* Alıştırma görevi a:
Kayıtlarda "macaque" kelimesinin geçtiği satırları say ve yalnızca bu sayıyı yaz. Büyük ve küçük harf ayrımı önemlidir.

• • • •

Ayetullah Hamanei: "Vahdet" İslam âleminin bugünkü en önemli meselesidir
İslam İnkılabı Rehberi Ayetullah Seyyid Ali Hamanei, Yüce İslam peygamberi Hz. Muhammed sav. ve Ehli Beyt İmamlarının 6. Hz. İmam Cafer Sadık as'ın kutlu doğum yıl dönümlerinde, ülke yetkilileri, İslami Vahdet Konferansı konukları ve halktan muhtelif kitleleri kabulünde yaptığı konuşmada, İslam aleminden, yüce İslam peygamberi sav.in beklentilerini yerine getirmeye davet ederek, "Günümüzde İslam aleminin en önemli meselesi vahdettir, tüm komplolara rağmen İslam ümmetinin geleceği "İslami vahdet, şuurluluk ve uyanış" sayesinde parlak ve umut bahşedicidir" dedi.

• • • •

* Alıştırma görevi b:
Yukarıdaki Hamanei'nin konuşmasıyla ilgili metne göre şu ifadeler doğru mu: (i) Konuşma, Hz. Muhammed ile İmam Cafer Sadık'ın doğum yıl dönümlerinde yapıldı; (ii) Hamanei, İslam ümmetinin geleceğini karanlık olarak gördü; (iii) Konuşmayı yalnızca ülke yetkilileri dinledi. Her biri için evet ya da hayır de ve karara götüren sözleri metinden aynen alıntıla.

* Saklanan öğeler:

• • • •

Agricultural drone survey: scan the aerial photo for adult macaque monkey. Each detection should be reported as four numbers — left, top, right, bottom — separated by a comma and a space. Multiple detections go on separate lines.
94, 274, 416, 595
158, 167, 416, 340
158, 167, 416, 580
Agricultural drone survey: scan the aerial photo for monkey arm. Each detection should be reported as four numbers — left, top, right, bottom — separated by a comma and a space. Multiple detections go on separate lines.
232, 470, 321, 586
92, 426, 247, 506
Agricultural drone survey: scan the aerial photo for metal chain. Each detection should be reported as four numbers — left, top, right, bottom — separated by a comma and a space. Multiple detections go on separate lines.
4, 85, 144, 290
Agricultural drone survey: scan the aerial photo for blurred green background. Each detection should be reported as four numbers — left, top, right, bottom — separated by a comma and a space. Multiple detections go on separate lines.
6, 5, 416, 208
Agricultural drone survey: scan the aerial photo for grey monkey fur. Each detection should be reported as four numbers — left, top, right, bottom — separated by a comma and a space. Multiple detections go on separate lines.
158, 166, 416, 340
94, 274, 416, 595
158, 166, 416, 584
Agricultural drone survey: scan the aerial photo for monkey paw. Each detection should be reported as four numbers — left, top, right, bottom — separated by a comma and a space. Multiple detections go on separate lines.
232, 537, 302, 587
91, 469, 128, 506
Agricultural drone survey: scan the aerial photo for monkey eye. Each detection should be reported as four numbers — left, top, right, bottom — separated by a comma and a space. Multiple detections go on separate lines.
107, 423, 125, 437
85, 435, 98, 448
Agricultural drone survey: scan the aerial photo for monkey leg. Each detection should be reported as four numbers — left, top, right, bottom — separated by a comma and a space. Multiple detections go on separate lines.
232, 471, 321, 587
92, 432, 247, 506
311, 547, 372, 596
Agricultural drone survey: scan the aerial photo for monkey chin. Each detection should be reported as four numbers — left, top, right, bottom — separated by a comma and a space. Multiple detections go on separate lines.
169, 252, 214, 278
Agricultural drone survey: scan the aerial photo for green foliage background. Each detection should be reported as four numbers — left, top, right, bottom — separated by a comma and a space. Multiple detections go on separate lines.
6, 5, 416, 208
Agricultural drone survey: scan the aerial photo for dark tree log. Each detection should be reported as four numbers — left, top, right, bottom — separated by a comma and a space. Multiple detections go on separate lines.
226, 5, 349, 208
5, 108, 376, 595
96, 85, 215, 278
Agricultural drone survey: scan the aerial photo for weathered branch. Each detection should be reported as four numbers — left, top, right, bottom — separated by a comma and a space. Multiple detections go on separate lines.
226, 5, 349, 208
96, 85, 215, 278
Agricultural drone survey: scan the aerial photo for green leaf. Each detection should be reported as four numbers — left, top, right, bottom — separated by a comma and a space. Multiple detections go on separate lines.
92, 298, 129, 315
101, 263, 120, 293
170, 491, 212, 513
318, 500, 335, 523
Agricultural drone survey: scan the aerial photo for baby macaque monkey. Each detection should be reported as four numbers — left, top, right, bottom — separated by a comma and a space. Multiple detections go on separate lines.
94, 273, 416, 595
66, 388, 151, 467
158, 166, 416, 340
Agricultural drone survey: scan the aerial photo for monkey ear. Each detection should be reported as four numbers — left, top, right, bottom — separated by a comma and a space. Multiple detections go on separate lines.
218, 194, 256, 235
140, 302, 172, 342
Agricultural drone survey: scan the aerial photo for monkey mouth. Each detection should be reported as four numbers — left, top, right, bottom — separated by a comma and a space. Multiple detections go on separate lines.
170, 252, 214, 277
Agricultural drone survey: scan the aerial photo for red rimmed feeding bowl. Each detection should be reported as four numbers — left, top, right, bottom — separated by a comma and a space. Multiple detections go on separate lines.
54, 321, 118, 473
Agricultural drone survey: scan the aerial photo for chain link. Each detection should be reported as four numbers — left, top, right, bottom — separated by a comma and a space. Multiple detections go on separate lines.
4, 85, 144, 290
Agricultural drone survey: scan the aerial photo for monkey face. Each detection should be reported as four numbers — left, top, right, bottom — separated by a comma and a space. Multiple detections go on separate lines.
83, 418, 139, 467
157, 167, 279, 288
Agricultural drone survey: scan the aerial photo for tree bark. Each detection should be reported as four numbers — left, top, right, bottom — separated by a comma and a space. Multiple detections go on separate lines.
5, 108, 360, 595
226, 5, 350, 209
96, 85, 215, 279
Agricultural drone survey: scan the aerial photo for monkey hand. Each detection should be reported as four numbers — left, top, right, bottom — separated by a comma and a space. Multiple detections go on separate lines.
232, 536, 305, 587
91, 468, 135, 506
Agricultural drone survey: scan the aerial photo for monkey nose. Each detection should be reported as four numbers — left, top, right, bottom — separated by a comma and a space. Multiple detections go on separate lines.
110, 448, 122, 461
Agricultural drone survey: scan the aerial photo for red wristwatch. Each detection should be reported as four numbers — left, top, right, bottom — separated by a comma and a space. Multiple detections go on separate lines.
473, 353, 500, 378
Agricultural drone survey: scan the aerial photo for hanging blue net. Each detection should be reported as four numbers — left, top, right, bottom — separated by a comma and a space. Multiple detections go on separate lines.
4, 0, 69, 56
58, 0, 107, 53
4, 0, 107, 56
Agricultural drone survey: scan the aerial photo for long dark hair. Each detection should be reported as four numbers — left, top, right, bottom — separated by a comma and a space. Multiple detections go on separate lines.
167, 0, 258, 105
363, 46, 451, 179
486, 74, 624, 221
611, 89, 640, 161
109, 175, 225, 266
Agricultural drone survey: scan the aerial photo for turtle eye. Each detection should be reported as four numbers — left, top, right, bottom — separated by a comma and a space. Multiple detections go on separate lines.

• • • •

* Çözüm a:
2

* Çözüm b:
(i) Evet: "Yüce İslam peygamberi Hz. Muhammed sav. ve Ehli Beyt İmamlarının 6. Hz. İmam Cafer Sadık as'ın kutlu doğum yıl dönümlerinde"
(ii) Hayır: "İslam ümmetinin geleceği "İslami vahdet, şuurluluk ve uyanış" sayesinde parlak ve umut bahşedicidir"
(iii) Hayır: "ülke yetkilileri, İslami Vahdet Konferansı konukları ve halktan muhtelif kitleleri kabulünde"